Bodrum'daki oteller üzerine yazılmış metni, son cümlesinin ardından sürdürün.

• **Verilen metin**:
────────────────────
Hani klasik sözdür, gelmeyen bir pişman; gelen bin pişman! Ama yine de gelinir çünkü çok önceden yaptırılmış kooperatif evler, sitelerden satın alınmış yazlıklar, büyükanneler, büyükbabalar; neredeyse tüm arkadaşlar burada! Gelinir çünkü ilk aşklar, gelinir çünkü anılar, gelinir çünkü masmavi deniz, temiz! Gelinir çünkü herkes orada, herkesin olduğu yere gidilir!
Ama herkes de gelince burası ne olur? Hormonlu büyümenin de getirdiği o dağları taşları saran siteler siteler! Mafyanın, yerel ve merkezi otoritenin bastırıp küçük yöneticilerin mecbur göz yumduğu, en güzel koyları kapatmış devasa oteller bütün çirkinlikleriyle, bütün hoşgörüsüz azametleriyle, estetikten yoksun monoblok gövdeleri ile hem peyzajı hem çevreyi hem doğayı katlederler! Herkesin ve benim en gıcık olduğumuz bu çirkinlik abidelerinden biri Titanic idi! İsmi bile faul, içinde bir trajedi yaşanmış, batmış bir geminin adını yazlık bir otele vermek, o oteli yapan ve işletenlerin kafa yapısını da gösteriyor: Yakılmış bir arazinin üzerine usulsüzce kondurulan bu çirkinlik abidesi son yangınlarda, ne ilginçtir ki alevler bir karış yanına gelene kadar her tarafın yanmasına rağmen sapasağlam dikildi kaldı!
Birden aklıma geldi, ortalıkta bu kadar felaket varken ben nasıl oluyor da Bodrum Bodrum mu yazıyorum? Günleri ve tarihleri karıştıracak kadar yorulmuştum, çok sevdiğim bir dostumun özel bir gününü paylaşmak istedim, yoksa Bodrum benim tatil yapmak için geleceğim gerçekten son yerdir! Hele gelip de otelde kalmak mı? Tabii ki günlerimi arkadaşlarımda geçiriyorum! Oteller korkunç: Gündoğan’da bir otel var: Cape Bodrum! Denizden bakınca ben şehir hastanesi sandım, monoblok cam bir gövde, tren gibi uzayıp gidiyor, beyaz camların arkasında tavanda kocaman floresan lambalar gözüküyor, sanatoryum da diyebilirsiniz. Böyle kaotik bir yapıyı otel diye Bodrum’un küçücük bir mahallesine kondurmak için izin alabilmek nasıl bir şeydir?
────────────────────
(Kaydedilmiş girdiler)
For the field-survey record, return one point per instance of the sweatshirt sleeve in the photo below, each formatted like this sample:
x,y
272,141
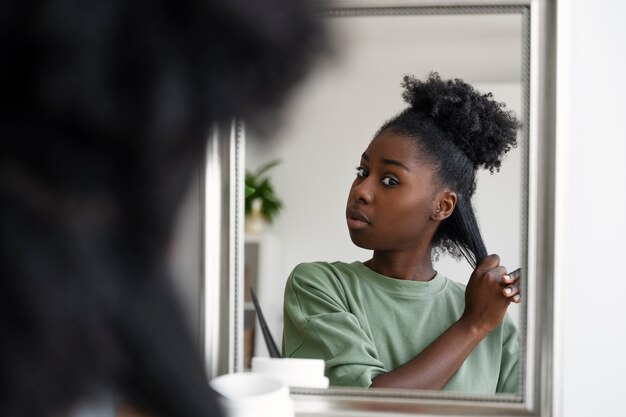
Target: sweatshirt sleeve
x,y
319,324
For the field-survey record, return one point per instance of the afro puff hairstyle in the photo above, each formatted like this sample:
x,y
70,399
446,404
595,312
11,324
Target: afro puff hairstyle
x,y
459,130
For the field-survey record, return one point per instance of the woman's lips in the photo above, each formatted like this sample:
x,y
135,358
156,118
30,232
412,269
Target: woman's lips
x,y
356,219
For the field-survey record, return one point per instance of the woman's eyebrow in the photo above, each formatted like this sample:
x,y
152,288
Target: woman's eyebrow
x,y
394,162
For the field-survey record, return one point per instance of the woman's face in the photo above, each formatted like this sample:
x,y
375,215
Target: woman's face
x,y
393,196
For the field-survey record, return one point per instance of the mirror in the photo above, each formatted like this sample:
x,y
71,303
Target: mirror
x,y
328,123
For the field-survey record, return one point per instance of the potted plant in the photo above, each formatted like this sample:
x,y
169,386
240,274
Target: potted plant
x,y
262,205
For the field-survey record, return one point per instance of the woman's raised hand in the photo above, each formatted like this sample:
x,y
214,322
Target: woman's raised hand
x,y
489,292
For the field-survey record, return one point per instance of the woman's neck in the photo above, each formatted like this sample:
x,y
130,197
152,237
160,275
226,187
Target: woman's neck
x,y
402,265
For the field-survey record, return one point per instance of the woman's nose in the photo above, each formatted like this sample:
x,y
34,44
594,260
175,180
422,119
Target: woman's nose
x,y
362,192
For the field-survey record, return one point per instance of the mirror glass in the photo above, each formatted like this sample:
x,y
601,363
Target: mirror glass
x,y
331,118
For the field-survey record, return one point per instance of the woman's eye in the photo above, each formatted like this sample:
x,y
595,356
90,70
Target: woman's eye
x,y
389,181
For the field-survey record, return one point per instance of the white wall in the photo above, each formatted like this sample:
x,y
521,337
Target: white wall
x,y
591,234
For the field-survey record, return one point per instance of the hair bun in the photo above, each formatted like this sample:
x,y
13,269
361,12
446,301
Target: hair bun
x,y
476,123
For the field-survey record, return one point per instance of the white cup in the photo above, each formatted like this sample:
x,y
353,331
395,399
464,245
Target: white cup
x,y
294,372
253,395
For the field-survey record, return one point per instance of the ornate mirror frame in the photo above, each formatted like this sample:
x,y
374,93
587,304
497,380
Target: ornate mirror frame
x,y
222,243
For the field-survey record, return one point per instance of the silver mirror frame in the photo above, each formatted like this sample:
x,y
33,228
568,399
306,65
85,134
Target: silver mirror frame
x,y
222,277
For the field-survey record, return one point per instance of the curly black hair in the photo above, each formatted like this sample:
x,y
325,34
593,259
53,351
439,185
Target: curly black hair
x,y
105,109
459,130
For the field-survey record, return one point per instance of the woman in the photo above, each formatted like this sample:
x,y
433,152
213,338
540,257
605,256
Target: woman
x,y
393,321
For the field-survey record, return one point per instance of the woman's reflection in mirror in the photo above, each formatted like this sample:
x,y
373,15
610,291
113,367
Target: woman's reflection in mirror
x,y
106,107
393,321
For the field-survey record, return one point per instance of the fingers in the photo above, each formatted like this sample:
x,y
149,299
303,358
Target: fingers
x,y
512,291
512,277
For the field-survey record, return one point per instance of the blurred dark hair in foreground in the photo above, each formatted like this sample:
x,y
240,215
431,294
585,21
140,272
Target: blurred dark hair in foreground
x,y
106,106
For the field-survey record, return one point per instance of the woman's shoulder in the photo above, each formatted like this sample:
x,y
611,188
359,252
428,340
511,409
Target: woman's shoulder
x,y
322,268
322,275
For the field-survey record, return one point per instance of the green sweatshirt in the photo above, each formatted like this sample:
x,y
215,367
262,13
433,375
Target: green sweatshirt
x,y
363,324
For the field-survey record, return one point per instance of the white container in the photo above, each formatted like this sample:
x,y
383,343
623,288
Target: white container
x,y
253,395
294,372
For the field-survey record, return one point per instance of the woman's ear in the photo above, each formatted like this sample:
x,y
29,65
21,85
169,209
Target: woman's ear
x,y
444,205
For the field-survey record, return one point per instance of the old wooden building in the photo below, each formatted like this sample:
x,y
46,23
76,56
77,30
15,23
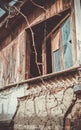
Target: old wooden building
x,y
40,64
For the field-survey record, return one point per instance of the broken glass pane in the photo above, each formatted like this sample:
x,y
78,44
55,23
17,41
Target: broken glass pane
x,y
2,12
67,44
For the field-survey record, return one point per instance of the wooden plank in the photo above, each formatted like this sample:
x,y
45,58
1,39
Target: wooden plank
x,y
27,55
73,32
44,67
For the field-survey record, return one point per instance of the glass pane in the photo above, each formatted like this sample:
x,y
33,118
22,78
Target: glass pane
x,y
57,64
67,44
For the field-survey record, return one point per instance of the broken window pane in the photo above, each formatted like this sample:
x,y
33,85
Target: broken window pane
x,y
57,64
67,45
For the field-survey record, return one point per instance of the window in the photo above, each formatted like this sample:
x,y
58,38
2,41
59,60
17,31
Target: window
x,y
62,47
54,50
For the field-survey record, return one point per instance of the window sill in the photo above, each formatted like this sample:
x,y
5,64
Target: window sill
x,y
39,78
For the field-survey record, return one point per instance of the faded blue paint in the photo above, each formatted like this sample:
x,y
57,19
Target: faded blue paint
x,y
66,41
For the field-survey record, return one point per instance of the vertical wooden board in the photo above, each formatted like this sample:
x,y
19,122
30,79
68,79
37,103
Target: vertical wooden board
x,y
28,54
73,32
66,3
44,67
22,55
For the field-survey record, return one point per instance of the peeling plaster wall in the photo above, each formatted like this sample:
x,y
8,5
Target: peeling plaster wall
x,y
8,100
45,111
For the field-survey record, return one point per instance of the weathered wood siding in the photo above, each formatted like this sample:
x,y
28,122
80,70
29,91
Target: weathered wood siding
x,y
77,9
12,58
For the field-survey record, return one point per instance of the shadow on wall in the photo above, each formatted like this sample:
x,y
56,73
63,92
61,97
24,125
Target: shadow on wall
x,y
6,125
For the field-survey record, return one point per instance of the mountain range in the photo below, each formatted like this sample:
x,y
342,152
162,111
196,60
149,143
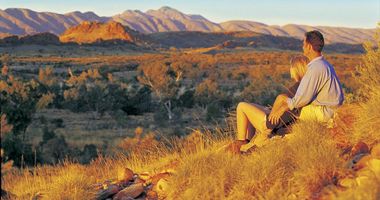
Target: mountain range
x,y
20,21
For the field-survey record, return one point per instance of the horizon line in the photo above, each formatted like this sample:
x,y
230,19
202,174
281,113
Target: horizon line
x,y
247,20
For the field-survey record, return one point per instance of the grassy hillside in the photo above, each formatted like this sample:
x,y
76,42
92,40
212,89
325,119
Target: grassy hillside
x,y
312,162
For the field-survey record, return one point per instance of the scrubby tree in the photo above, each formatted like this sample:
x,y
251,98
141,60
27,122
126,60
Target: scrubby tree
x,y
162,79
19,101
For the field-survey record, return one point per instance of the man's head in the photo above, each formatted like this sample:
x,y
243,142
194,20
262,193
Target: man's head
x,y
313,43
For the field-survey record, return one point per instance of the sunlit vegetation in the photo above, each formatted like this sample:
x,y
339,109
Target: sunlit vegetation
x,y
178,111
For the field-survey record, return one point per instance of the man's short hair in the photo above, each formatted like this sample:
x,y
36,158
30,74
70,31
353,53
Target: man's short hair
x,y
315,38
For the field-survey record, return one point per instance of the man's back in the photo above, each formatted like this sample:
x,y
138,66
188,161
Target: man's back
x,y
329,90
320,86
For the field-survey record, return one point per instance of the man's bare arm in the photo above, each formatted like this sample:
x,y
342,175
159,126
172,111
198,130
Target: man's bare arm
x,y
280,106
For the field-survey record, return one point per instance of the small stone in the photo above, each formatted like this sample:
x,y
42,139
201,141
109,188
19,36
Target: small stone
x,y
159,176
151,195
125,174
138,180
132,191
359,148
362,163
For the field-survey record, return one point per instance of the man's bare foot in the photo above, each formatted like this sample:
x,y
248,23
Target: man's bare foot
x,y
246,147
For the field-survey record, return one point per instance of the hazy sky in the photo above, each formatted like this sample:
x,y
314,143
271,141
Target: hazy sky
x,y
347,13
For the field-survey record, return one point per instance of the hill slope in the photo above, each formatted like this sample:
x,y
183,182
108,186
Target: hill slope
x,y
90,32
24,21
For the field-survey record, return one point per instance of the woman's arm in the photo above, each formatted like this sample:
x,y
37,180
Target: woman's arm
x,y
280,106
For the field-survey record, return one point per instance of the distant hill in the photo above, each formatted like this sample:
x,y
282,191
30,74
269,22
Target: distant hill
x,y
90,32
19,21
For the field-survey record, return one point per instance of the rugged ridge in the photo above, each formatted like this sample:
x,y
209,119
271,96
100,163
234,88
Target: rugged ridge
x,y
90,32
19,21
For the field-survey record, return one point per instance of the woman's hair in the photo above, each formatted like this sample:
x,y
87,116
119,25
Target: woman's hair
x,y
298,67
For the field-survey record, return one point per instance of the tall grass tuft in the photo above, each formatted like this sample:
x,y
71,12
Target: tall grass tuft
x,y
368,124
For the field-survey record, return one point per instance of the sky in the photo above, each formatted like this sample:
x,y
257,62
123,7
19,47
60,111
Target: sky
x,y
343,13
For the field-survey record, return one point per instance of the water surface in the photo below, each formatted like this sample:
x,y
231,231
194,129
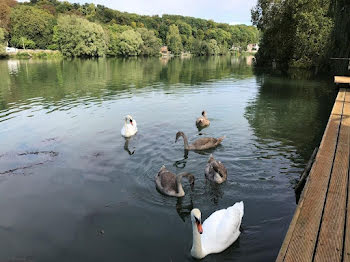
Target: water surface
x,y
73,189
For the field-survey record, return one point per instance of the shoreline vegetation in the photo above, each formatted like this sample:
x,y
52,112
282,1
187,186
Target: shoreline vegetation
x,y
90,30
304,34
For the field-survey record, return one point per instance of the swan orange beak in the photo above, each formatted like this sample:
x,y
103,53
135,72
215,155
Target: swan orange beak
x,y
199,228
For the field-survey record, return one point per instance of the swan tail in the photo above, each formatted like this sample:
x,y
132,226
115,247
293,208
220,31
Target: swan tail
x,y
240,207
220,139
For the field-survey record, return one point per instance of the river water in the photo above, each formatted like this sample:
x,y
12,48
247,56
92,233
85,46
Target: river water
x,y
73,189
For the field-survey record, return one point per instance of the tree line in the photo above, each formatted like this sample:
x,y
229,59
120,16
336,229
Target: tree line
x,y
303,34
94,30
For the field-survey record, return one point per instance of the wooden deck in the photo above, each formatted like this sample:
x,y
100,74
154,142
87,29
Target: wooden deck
x,y
342,80
320,228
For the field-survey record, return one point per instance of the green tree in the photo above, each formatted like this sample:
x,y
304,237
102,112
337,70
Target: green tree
x,y
33,24
213,48
151,44
295,33
77,37
130,43
5,10
2,42
174,40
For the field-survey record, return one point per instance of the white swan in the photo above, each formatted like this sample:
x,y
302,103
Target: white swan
x,y
130,127
218,232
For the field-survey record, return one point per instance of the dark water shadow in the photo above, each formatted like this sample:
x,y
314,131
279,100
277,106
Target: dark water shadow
x,y
126,146
184,209
215,191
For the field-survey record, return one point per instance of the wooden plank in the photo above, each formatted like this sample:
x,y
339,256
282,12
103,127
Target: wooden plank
x,y
342,80
303,240
346,252
285,245
330,240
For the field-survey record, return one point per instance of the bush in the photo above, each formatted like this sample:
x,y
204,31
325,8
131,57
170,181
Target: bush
x,y
32,26
77,37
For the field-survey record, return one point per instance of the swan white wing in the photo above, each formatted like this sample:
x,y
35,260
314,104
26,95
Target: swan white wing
x,y
129,130
221,229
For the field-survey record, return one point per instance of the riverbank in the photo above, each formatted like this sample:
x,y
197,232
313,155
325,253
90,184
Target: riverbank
x,y
33,53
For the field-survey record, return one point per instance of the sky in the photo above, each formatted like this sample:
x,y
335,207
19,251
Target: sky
x,y
225,11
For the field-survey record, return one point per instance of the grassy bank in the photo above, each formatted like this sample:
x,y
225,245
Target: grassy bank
x,y
42,54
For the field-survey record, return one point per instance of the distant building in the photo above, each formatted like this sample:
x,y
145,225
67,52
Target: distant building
x,y
11,50
235,48
164,51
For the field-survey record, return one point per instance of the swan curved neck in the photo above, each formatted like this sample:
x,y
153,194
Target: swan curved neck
x,y
185,140
179,187
196,250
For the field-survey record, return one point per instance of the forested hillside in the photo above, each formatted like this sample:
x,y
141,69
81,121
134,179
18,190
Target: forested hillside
x,y
88,30
303,33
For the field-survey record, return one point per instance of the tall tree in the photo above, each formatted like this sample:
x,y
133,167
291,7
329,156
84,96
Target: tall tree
x,y
174,40
33,24
77,37
151,44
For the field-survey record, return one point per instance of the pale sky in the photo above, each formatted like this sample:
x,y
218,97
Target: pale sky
x,y
226,11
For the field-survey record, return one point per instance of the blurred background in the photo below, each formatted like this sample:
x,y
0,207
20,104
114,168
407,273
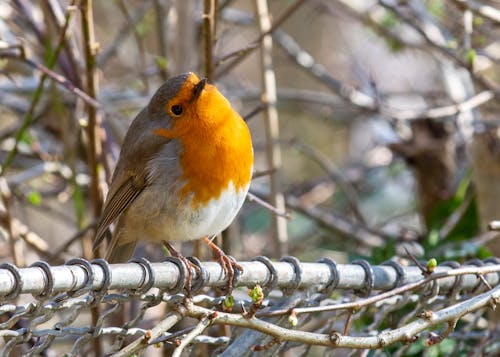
────────────────────
• **Beklenen yanıt**:
Dağları taşları, sahilleri ve kumsalları paylaşmış siteler de ayrı bir komedi: İçindeki sakinler bir taraftan gelmedikleri evlerini pandemi fırsatçılığıyla inanılmaz fiyatlara kiraya verirken bir taraftan da yönetim kurullarında birbirlerini yiyor. Tam bir küçük Türkiye örneği.
Bodrum o kadar çarpık kentleşme örneği ki geçmiş bayramda akın eden tatilciler yüzünden buradaki sakinler on gün boyunca evlerinden dışarı çıkamamış. Çünkü Bodrum’da yol yok! O küçücük köy yollarına asfalt yapılmış yıllar içinde, etrafına siteler ve oteller yapıldığı için de o yollar öyle kalmış! Yürümek için de park etmek için de yol yok; yollarda ne kaldırım var ne de o kaldırımı yapacak yer. Daha da acıklısı inanılmaz bir otomobil bolluğu. Bodrum’da yaşamak zorundaysanız mutlaka motorize olmalısınız, çünkü ekmek almaya bile ancak arabayla gidebilirsiniz.
SUÇLU BELLİ
Sanılmasın ki bütün bunlardan şu anda kendini paralarcasına çalışan Bodrum Belediye Başkanı Ahmet Aras’ı sorumlu tutuyorum. O olsa olsa gönüllü bir kurbandır. Bütün sıkıntı Bodrum’un hâlâ küçücük bir ilçe olarak bırakılmasında. Yerel yönetimler yasasıyla rantı merkezden yönetebilmek ve kendi elleriyle paylaştırıp büyük pay almak için merkezi hükümetin yaptığı bir oyundu bu. Bodrum’un ilçeleri birdenbire mahalle haline geldi. Oysa Bodrum bir ilçe değil, büyük bir il bugün. Ve bütün o Gündoğan, Torba vb. de o şehrin ilçeleri olmalıydı. Türkiye’nin en büyük turizm merkezi bölge, ilçeler halinde Muğla’ya bağlı. Yönettirmek istememenin, tek adam baskısının sonucu!
Bu kadar az yetkiyle, bu kadar merkeze bağlı olarak merkezi hükümetin, mafyanın, yerel unsurların baskısı, mali olanaksızlıklarla böylesine hormonlu büyümüş, kaotik bir yapıya sahip olmuş bir güya ilçeyi yönetmenin imkânı yoktur. Ve bu yolu olmayan, yangınlarla boğuşmuş, yaralı ilçenin üzerinde hâlâ çok büyük hevesler: Neresini kapatsak?
Trajikomiktir ama benim de 40 yıl öncesinden kalma bir kooperatif üyeliğim var Bodrum’da, küçücük maaşımla yıllarca ödediğim, bugün Bodrum’da bakir kalmış ender yarımadalardan biri olan Akyarlar’da devam eden arazi davaları ve anlaşmazlıklar yüzünden uzaktan baktığımız bir kara parçası. Mafya olmayınca biraz uzun sürüyor!
Bodrum, marinaları dolduran zenginleri, her yerde açılan sergileri ile bir yazıya sığmaz. Ama artık bir şarkı olmaktan çok uzak; keşke bir senfoni olabilseydi, şimdiki haliyle olsa olsa bir kakofoni!